WHAT THE EXERCISE ASKS → In this exercise, every entry is to be transcribed exactly as written.

DATA RECORDS →
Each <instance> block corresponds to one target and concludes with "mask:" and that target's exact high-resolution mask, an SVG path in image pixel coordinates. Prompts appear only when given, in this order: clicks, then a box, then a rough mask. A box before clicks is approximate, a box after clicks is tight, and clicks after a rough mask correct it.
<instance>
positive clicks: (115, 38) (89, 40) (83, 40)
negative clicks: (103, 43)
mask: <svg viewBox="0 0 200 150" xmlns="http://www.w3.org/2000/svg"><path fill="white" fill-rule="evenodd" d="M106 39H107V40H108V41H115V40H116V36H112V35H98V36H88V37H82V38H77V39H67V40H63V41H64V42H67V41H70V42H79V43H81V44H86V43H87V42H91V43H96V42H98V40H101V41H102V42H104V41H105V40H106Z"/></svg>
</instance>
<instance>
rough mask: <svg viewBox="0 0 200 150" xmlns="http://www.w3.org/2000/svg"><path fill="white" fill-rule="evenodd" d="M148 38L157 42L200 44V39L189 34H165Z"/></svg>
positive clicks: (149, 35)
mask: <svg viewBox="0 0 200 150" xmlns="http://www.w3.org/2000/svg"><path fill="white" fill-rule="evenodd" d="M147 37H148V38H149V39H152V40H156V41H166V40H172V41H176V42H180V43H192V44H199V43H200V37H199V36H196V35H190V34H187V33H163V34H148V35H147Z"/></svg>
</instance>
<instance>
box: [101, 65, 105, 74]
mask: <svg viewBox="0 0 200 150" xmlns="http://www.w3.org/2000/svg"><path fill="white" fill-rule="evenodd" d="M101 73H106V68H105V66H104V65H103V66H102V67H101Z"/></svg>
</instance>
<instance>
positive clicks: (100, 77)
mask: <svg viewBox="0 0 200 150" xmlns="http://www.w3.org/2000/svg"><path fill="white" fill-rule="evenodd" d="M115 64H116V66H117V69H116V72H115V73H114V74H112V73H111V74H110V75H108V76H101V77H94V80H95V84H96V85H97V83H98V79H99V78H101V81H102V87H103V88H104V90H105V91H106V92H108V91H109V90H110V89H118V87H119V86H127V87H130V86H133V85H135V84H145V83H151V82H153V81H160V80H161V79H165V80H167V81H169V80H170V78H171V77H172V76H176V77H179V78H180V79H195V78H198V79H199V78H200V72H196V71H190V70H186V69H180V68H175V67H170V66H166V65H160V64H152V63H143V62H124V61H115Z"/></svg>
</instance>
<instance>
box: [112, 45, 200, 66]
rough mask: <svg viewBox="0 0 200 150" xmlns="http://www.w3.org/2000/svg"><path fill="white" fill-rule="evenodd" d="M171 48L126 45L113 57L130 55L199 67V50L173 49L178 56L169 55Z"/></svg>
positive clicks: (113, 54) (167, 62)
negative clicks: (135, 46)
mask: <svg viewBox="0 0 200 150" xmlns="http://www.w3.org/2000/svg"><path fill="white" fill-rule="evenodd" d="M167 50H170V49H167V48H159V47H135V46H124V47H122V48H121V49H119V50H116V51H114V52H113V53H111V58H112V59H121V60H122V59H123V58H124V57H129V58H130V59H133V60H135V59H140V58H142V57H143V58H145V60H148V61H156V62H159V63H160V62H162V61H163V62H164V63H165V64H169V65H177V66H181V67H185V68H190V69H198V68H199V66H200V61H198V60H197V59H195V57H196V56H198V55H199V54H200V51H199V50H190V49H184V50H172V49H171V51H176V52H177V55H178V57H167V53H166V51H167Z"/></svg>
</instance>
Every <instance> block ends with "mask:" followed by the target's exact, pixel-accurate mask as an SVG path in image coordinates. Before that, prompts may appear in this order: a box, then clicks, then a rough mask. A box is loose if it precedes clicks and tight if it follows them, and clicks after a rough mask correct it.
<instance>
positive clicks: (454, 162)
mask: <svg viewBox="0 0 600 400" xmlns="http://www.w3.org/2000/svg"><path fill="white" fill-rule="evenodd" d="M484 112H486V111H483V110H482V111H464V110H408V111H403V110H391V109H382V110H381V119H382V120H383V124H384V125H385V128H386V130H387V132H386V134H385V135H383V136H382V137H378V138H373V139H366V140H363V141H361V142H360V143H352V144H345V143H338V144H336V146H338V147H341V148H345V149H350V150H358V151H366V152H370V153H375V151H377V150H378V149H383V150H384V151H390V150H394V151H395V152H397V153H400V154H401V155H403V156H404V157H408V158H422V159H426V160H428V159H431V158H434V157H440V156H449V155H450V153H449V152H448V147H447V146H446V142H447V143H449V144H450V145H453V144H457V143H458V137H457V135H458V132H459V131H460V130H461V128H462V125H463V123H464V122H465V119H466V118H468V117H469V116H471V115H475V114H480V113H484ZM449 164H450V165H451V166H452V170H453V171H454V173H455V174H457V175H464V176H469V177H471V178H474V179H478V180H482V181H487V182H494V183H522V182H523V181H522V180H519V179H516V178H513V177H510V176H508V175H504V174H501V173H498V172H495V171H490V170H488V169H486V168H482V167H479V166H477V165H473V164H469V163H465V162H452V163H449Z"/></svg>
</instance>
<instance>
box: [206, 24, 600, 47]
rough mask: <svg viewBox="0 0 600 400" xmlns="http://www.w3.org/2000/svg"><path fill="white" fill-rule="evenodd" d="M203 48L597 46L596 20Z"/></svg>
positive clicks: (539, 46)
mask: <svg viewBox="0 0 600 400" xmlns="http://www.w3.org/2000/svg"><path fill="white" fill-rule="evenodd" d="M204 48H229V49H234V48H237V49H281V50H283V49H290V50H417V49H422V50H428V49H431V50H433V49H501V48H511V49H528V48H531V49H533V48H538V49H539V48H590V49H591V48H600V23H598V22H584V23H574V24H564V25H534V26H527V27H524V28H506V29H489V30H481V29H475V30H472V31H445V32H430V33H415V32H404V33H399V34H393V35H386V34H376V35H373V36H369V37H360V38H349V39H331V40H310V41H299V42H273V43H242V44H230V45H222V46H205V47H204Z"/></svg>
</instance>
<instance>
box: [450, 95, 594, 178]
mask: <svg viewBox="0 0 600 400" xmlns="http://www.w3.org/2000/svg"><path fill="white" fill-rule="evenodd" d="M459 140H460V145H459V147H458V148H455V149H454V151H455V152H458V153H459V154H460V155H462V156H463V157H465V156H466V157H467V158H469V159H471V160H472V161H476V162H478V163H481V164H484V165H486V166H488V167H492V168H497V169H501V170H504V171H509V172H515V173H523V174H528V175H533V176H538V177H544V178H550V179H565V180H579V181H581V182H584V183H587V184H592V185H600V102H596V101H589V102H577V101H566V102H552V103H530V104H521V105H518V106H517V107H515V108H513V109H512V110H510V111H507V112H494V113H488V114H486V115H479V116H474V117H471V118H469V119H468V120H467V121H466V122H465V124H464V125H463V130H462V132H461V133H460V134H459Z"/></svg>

COMPLETED TASK →
Each <instance> block corresponds to one target and concludes with "mask:" and that target's exact high-resolution mask, an SVG path in image pixel coordinates. Prompts appear only when given, in this order: clicks, then a box, then a rough mask. A box before clicks is approximate, a box after clicks is tight, and clicks after a rough mask correct it.
<instance>
positive clicks: (115, 38) (89, 40) (83, 40)
negative clicks: (103, 43)
mask: <svg viewBox="0 0 200 150" xmlns="http://www.w3.org/2000/svg"><path fill="white" fill-rule="evenodd" d="M106 39H107V40H108V41H115V40H116V36H112V35H98V36H88V37H82V38H77V39H67V40H63V41H64V42H67V41H70V42H79V43H81V44H86V43H87V42H91V43H96V42H98V40H101V41H102V42H104V41H105V40H106Z"/></svg>
</instance>
<instance>
rough mask: <svg viewBox="0 0 200 150" xmlns="http://www.w3.org/2000/svg"><path fill="white" fill-rule="evenodd" d="M148 38L157 42L200 44V39L189 34H165Z"/></svg>
positive clicks: (149, 35)
mask: <svg viewBox="0 0 200 150" xmlns="http://www.w3.org/2000/svg"><path fill="white" fill-rule="evenodd" d="M147 37H148V38H149V39H152V40H156V41H166V40H172V41H176V42H180V43H192V44H199V43H200V37H199V36H196V35H190V34H187V33H163V34H148V35H147Z"/></svg>
</instance>
<instance>
box: [101, 65, 105, 74]
mask: <svg viewBox="0 0 200 150" xmlns="http://www.w3.org/2000/svg"><path fill="white" fill-rule="evenodd" d="M101 73H106V68H105V66H104V65H103V66H102V67H101Z"/></svg>
</instance>
<instance>
positive clicks: (100, 77)
mask: <svg viewBox="0 0 200 150" xmlns="http://www.w3.org/2000/svg"><path fill="white" fill-rule="evenodd" d="M115 64H116V66H117V69H116V72H115V73H114V74H112V73H111V74H110V75H108V76H101V77H94V80H95V84H96V85H97V83H98V79H99V78H101V81H102V87H103V88H104V90H105V91H106V92H108V91H109V90H110V89H118V87H119V86H127V87H130V86H133V85H135V84H145V83H151V82H153V81H160V80H161V79H165V80H167V81H169V80H170V78H171V77H172V76H176V77H179V78H180V79H195V78H198V79H199V78H200V72H196V71H190V70H186V69H180V68H175V67H170V66H166V65H160V64H152V63H143V62H124V61H115Z"/></svg>
</instance>
<instance>
box: [112, 45, 200, 66]
rough mask: <svg viewBox="0 0 200 150" xmlns="http://www.w3.org/2000/svg"><path fill="white" fill-rule="evenodd" d="M171 48L126 45L113 57L130 55L199 67V50L173 49L178 56L169 55Z"/></svg>
positive clicks: (113, 54) (167, 62)
negative clicks: (135, 46)
mask: <svg viewBox="0 0 200 150" xmlns="http://www.w3.org/2000/svg"><path fill="white" fill-rule="evenodd" d="M167 50H170V49H167V48H159V47H135V46H124V47H122V48H121V49H119V50H116V51H114V52H113V53H111V58H112V59H121V60H122V59H123V58H124V57H129V58H130V59H133V60H135V59H140V58H142V57H143V58H145V60H148V61H156V62H159V63H160V62H162V61H163V62H164V63H165V64H169V65H177V66H181V67H185V68H190V69H198V68H199V66H200V61H198V60H197V59H195V57H196V56H198V55H199V54H200V51H199V50H190V49H184V50H172V49H171V51H176V52H177V55H178V57H167V53H166V51H167Z"/></svg>
</instance>
Every <instance> block ends with "mask:" followed by the target's exact, pixel-accurate mask as an SVG path in image coordinates. Before that, prompts may appear in this order: a box, then clicks, then a rough mask. A box is loose if it precedes clicks and tight if it follows them, and clicks after a rough mask correct it.
<instance>
positive clicks: (454, 162)
mask: <svg viewBox="0 0 600 400" xmlns="http://www.w3.org/2000/svg"><path fill="white" fill-rule="evenodd" d="M484 112H486V111H483V110H482V111H464V110H408V111H403V110H391V109H382V110H381V119H382V120H383V124H384V125H385V128H386V130H387V132H386V134H385V135H383V136H382V137H378V138H373V139H366V140H363V141H361V142H360V143H352V144H345V143H338V144H336V146H338V147H341V148H345V149H350V150H358V151H366V152H370V153H375V151H377V150H378V149H383V150H384V151H390V150H394V151H395V152H397V153H400V154H401V155H403V156H404V157H408V158H422V159H426V160H428V159H431V158H434V157H440V156H449V155H450V153H449V152H448V147H447V146H446V142H447V143H449V144H450V145H453V144H457V143H458V137H457V135H458V132H459V131H460V130H461V128H462V125H463V123H464V122H465V119H466V118H468V117H469V116H471V115H475V114H480V113H484ZM449 164H450V165H451V166H452V170H453V171H454V173H455V174H457V175H464V176H469V177H471V178H474V179H478V180H482V181H487V182H494V183H522V182H523V181H522V180H519V179H516V178H513V177H510V176H508V175H504V174H501V173H498V172H495V171H490V170H488V169H486V168H482V167H479V166H477V165H473V164H469V163H465V162H452V163H449Z"/></svg>
</instance>
<instance>
box: [206, 24, 600, 47]
rough mask: <svg viewBox="0 0 600 400" xmlns="http://www.w3.org/2000/svg"><path fill="white" fill-rule="evenodd" d="M203 48L597 46L596 20Z"/></svg>
positive clicks: (539, 46)
mask: <svg viewBox="0 0 600 400" xmlns="http://www.w3.org/2000/svg"><path fill="white" fill-rule="evenodd" d="M204 48H229V49H234V48H237V49H281V50H283V49H290V50H417V49H422V50H428V49H431V50H433V49H501V48H511V49H528V48H531V49H533V48H538V49H539V48H590V49H591V48H600V23H598V22H584V23H574V24H564V25H534V26H527V27H524V28H506V29H489V30H481V29H475V30H472V31H445V32H430V33H415V32H404V33H399V34H393V35H386V34H376V35H373V36H369V37H360V38H349V39H331V40H310V41H299V42H273V43H242V44H230V45H222V46H205V47H204Z"/></svg>
</instance>
<instance>
box: [450, 95, 594, 178]
mask: <svg viewBox="0 0 600 400" xmlns="http://www.w3.org/2000/svg"><path fill="white" fill-rule="evenodd" d="M459 140H460V145H459V147H458V148H455V149H454V151H455V152H458V153H459V154H460V155H462V156H463V157H465V156H466V157H467V158H469V159H471V160H472V161H476V162H478V163H481V164H484V165H486V166H488V167H492V168H497V169H501V170H504V171H509V172H515V173H523V174H528V175H533V176H538V177H544V178H550V179H565V180H579V181H581V182H584V183H587V184H592V185H600V102H596V101H589V102H577V101H566V102H552V103H530V104H521V105H518V106H517V107H515V108H513V109H512V110H510V111H507V112H494V113H488V114H486V115H479V116H474V117H471V118H469V119H468V120H467V121H466V122H465V124H464V125H463V130H462V132H461V133H460V134H459Z"/></svg>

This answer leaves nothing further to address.